_FRAGMENTO DEL TEXTO_
-- -- --
Hasta hace poco eran los colombianos quienes migraban a Venezuela, país inundado en petróleo, en busca de un mejor futuro. Hoy, el pueblo cafetero debe recordar la frase: “hoy por ti, mañana por mí”
Por: Emilio Navarro y Maria Paulina Santacruz
La campaña de Donald Trump estuvo en el ojo del huracán por sus fuertes propuestas antimigratorias y su posición frente a la población latinoamericana. Y cómo no, si el plan era construir “El Muro” que lograría aislar al país de la Coca Cola y el fútbol americano del resto del continente, “cuna de villanos y prostitutas”. FORO JAVERIANO observa con preocupación cómo en las calles colombianas se comienza a hablar un lenguaje parecido al que se escucha al norte del continente: un mensaje nocivo y peligroso, capaz de generar divisiones tan graves como las creadas por un muro de concreto.
Somos el principal receptor del éxodo venezolano. Según el Ministerio de Relaciones Exteriores, hasta julio de 2018 más de 870 mil venezolanos se encuentran radicados dentro del territorio nacional.
-- -- --
_TAREA PROPUESTA A_
Según el fragmento, ¿cuántos venezolanos estaban radicados dentro del territorio nacional hasta julio de 2018?
_TAREA PROPUESTA B_
Enumera todas las expresiones que el fragmento pone entre comillas.
_TAREA PROPUESTA C_
Extrae del fragmento el texto comprendido entre "Hasta hace poco" y "muro de concreto.", ambos incluidos.
-- -- --
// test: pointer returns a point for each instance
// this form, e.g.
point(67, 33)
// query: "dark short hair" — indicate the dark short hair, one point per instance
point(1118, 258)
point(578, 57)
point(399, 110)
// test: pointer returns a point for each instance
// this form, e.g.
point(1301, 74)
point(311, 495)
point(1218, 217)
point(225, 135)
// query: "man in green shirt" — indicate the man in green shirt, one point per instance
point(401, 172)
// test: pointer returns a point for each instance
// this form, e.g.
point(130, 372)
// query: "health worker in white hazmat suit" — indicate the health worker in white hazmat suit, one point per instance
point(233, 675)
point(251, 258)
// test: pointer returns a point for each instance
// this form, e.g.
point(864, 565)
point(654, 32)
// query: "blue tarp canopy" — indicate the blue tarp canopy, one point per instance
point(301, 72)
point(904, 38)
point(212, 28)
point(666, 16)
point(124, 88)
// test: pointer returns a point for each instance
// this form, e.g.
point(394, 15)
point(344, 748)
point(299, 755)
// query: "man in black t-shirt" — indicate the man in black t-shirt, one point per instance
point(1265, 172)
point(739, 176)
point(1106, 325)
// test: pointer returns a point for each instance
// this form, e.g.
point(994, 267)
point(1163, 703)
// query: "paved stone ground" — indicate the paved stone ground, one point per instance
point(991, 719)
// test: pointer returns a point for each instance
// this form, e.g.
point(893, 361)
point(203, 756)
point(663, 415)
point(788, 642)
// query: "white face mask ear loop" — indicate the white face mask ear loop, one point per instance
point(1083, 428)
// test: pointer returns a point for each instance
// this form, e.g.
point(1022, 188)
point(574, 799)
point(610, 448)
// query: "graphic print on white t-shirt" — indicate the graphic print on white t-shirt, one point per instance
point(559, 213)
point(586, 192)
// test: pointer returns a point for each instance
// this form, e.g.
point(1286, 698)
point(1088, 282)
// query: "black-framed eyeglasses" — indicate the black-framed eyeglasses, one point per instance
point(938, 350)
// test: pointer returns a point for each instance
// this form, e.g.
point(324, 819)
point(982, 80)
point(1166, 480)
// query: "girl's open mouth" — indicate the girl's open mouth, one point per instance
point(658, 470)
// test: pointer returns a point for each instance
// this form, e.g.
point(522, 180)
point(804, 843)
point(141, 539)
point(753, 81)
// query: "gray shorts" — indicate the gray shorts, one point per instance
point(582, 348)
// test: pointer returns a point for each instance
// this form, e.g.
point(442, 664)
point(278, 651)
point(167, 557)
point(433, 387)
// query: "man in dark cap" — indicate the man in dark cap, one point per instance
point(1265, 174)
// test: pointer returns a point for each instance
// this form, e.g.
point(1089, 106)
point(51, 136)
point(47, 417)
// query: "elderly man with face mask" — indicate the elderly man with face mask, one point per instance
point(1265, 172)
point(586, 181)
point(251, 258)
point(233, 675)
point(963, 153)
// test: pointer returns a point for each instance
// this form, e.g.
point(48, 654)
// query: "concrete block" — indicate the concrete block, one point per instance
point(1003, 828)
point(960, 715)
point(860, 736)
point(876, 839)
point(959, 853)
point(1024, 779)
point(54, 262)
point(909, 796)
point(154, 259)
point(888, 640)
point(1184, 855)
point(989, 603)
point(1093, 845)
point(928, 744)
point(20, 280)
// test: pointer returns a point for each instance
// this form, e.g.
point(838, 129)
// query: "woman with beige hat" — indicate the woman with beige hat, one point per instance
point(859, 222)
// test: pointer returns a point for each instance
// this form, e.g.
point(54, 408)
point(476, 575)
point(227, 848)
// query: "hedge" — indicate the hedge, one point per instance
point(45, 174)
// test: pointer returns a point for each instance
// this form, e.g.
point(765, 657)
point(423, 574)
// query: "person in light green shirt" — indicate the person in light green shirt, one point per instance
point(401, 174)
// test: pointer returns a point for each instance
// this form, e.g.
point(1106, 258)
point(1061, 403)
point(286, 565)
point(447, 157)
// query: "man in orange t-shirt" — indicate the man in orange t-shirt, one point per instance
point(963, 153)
-- -- --
_RESPUESTA A_
Más de 870 mil.

_RESPUESTA B_
- "hoy por ti, mañana por mí"
- "El Muro"
- "cuna de villanos y prostitutas"

_RESPUESTA C_
Hasta hace poco eran los colombianos quienes migraban a Venezuela, país inundado en petróleo, en busca de un mejor futuro. Hoy, el pueblo cafetero debe recordar la frase: “hoy por ti, mañana por mí”
Por: Emilio Navarro y Maria Paulina Santacruz
La campaña de Donald Trump estuvo en el ojo del huracán por sus fuertes propuestas antimigratorias y su posición frente a la población latinoamericana. Y cómo no, si el plan era construir “El Muro” que lograría aislar al país de la Coca Cola y el fútbol americano del resto del continente, “cuna de villanos y prostitutas”. FORO JAVERIANO observa con preocupación cómo en las calles colombianas se comienza a hablar un lenguaje parecido al que se escucha al norte del continente: un mensaje nocivo y peligroso, capaz de generar divisiones tan graves como las creadas por un muro de concreto.